**What the task requires**
If a line in the data holds "jeep", copy that line out in full.
%%
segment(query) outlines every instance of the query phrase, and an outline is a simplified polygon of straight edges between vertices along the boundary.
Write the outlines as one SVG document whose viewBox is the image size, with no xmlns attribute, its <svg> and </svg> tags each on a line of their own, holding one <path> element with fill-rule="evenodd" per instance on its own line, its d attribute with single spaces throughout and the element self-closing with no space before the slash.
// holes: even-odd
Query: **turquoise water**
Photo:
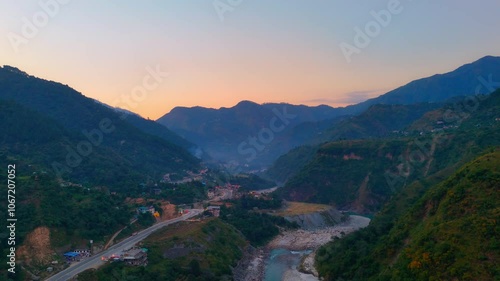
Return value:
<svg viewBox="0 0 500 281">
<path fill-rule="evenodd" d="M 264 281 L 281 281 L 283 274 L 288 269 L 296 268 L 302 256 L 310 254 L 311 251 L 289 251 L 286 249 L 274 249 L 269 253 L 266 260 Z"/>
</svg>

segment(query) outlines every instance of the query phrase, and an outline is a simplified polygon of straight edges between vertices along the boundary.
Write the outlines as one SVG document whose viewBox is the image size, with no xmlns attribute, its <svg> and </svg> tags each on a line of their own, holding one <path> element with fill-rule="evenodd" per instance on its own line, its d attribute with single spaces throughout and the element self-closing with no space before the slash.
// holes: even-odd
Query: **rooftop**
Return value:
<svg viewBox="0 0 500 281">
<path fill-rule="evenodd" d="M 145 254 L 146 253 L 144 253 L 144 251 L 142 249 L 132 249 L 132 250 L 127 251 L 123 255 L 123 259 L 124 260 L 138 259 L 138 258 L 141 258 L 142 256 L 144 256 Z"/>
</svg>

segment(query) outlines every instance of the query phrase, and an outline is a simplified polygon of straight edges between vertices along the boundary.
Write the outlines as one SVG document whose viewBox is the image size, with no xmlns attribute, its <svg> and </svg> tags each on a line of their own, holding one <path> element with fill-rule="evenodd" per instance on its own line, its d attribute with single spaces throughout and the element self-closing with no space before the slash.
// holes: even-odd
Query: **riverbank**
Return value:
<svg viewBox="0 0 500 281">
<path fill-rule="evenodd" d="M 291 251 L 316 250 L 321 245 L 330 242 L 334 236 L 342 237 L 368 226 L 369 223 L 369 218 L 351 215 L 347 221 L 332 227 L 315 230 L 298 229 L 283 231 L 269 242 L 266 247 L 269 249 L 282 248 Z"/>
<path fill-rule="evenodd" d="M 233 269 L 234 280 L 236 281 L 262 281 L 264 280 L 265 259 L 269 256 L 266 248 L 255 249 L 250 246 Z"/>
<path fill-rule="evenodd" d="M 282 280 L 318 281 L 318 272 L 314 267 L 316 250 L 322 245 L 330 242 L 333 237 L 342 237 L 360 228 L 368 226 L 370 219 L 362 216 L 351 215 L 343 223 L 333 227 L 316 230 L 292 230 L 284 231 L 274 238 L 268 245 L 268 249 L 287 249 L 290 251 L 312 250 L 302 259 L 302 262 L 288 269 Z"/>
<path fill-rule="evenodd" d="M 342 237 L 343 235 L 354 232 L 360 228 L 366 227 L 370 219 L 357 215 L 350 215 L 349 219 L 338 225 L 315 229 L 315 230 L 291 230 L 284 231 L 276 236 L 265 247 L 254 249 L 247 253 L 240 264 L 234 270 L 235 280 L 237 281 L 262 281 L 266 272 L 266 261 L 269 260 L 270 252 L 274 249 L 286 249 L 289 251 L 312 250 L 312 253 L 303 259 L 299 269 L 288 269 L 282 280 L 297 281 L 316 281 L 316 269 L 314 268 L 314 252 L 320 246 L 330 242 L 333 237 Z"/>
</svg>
%%
%%
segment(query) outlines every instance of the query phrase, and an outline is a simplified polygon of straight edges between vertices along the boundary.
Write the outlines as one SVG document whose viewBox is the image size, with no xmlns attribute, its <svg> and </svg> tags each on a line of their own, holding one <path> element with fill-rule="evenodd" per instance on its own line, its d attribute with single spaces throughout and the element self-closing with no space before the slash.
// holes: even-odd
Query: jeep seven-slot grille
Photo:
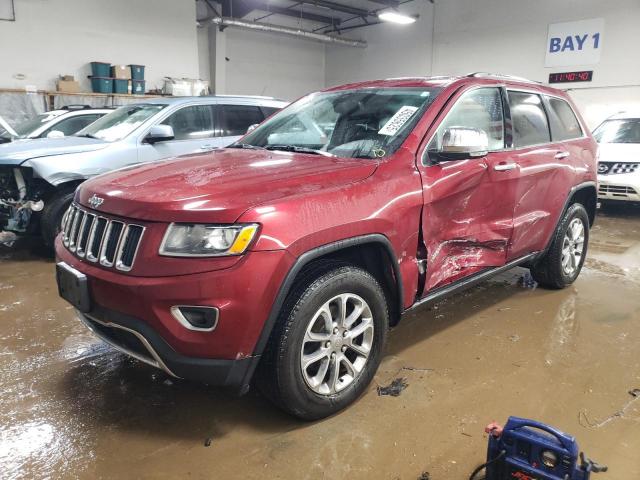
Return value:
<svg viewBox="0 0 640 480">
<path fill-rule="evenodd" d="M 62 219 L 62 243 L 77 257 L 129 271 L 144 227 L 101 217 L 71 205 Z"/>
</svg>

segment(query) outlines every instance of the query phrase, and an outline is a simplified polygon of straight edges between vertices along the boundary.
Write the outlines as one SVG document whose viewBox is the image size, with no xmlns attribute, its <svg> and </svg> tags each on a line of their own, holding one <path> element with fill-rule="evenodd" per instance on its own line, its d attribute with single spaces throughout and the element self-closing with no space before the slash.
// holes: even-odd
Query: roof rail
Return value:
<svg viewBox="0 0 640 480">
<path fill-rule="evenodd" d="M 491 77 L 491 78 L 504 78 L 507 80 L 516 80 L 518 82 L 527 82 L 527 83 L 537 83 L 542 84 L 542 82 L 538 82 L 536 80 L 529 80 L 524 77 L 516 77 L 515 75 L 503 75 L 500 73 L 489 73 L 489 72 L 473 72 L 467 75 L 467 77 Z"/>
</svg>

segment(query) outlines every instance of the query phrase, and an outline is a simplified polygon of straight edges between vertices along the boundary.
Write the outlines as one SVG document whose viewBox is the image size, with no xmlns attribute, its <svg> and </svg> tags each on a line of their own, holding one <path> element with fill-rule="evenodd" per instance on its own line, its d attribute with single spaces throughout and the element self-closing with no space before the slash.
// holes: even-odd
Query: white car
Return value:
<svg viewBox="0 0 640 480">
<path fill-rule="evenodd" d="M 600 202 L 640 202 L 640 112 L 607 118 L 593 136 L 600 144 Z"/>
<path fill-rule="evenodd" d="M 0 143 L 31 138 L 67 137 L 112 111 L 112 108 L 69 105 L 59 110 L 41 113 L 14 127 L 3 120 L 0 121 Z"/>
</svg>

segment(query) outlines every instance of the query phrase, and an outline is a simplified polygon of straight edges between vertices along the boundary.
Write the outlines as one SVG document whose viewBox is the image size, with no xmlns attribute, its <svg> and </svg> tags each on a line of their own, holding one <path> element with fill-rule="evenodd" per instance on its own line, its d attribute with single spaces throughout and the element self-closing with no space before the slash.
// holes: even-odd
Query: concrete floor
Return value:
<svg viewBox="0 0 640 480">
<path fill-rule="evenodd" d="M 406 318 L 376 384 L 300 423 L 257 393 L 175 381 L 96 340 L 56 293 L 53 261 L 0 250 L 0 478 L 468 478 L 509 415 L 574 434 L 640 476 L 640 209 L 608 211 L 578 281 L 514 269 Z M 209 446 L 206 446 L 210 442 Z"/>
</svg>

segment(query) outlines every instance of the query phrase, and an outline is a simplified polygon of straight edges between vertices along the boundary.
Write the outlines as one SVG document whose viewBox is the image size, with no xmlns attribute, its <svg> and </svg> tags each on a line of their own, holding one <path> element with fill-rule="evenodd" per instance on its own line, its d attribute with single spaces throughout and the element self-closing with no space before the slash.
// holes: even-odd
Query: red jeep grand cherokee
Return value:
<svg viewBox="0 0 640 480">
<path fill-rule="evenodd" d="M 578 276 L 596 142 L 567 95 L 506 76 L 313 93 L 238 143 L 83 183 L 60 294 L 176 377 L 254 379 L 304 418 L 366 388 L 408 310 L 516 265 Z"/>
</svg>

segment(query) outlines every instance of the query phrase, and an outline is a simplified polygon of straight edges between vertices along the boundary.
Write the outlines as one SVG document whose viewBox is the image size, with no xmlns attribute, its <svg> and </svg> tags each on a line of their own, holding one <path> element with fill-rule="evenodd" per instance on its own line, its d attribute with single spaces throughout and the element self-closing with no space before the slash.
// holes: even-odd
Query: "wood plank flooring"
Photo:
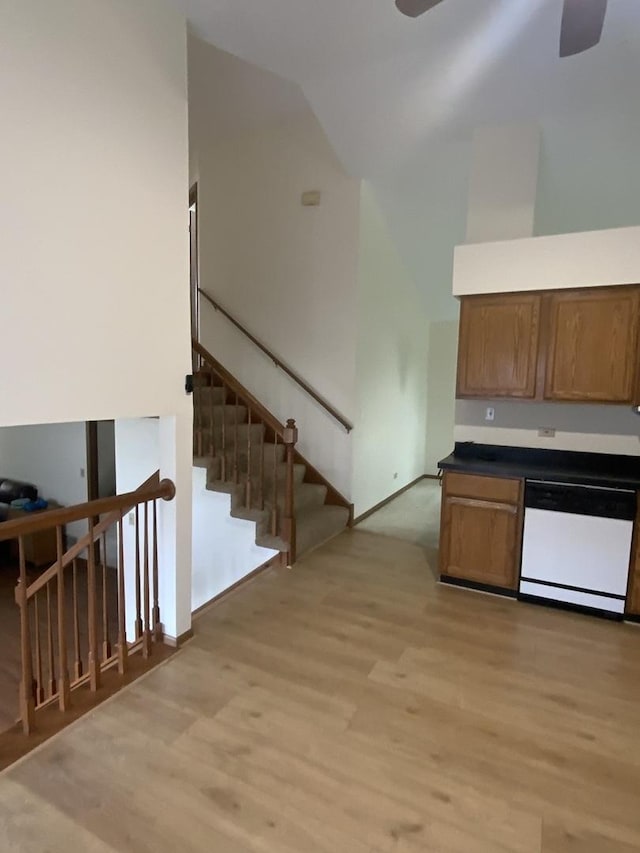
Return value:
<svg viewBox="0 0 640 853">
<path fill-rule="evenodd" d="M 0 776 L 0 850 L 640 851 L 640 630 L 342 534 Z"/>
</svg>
%%
**Answer to this problem**
Query: jeep seven-slot grille
Query: red jeep grand cherokee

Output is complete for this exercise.